>> Begin

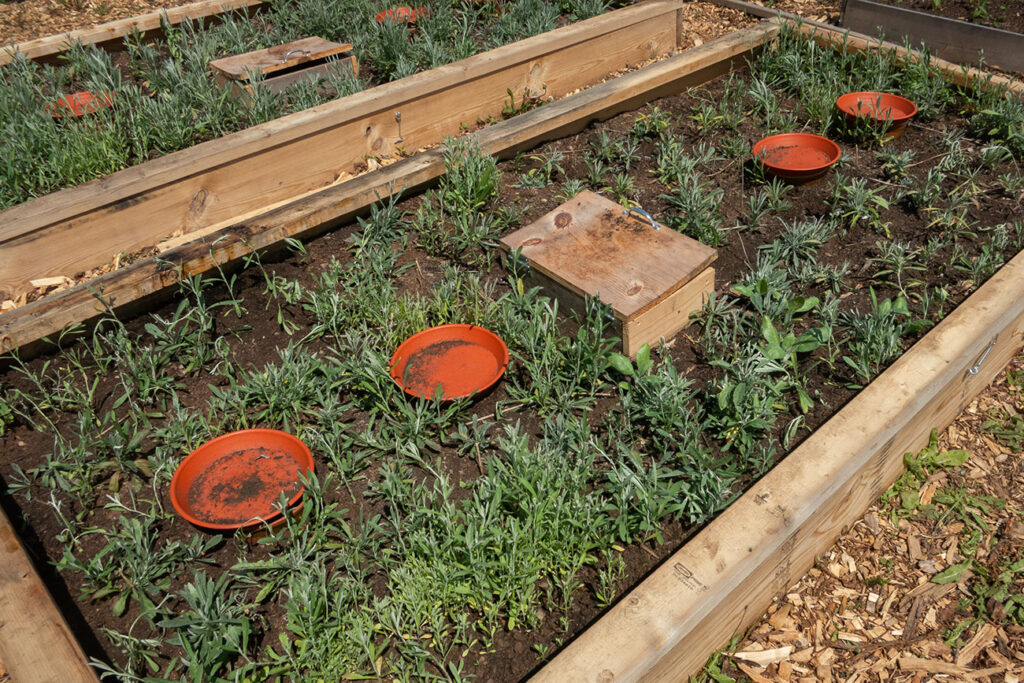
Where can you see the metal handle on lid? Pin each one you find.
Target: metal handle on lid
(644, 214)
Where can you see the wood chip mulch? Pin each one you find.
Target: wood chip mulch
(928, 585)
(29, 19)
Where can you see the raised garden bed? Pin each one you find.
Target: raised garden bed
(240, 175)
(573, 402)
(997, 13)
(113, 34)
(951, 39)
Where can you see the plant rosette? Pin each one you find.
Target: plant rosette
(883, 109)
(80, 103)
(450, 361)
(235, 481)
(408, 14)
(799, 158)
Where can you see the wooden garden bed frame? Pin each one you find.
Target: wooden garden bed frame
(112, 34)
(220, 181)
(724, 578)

>> End

TASK DIRECTIONS: Put the listing above into a two-column CSV with the header columns "request" and "points". Write one row per request, with its text and its coordinates each in a single quoted field, line breaks replaced by spaces, and the pictures omitted.

ANSWER TO THE PROBLEM:
request,points
"Where can you see the metal handle on lid? Pin each one you find. Target: metal handle on lid","(644, 214)"
"Where can you see the wood chip mulch? Pin each one you find. Target: wood chip mulch","(928, 585) (29, 19)"
"Where can you see the raised garden bed? Pin each one you find. Target: raised garden bed","(240, 175) (573, 402) (997, 13) (113, 34) (951, 39)"
"Where can you see the plant rosette? Pin each one you find. Target: plant rosette","(883, 109) (80, 103) (450, 361) (235, 481) (408, 14) (799, 158)"
"Where can you see the wooden garden bed frame? Pin each one you find. Target: wooden garden bed frame","(112, 34) (220, 181) (724, 578)"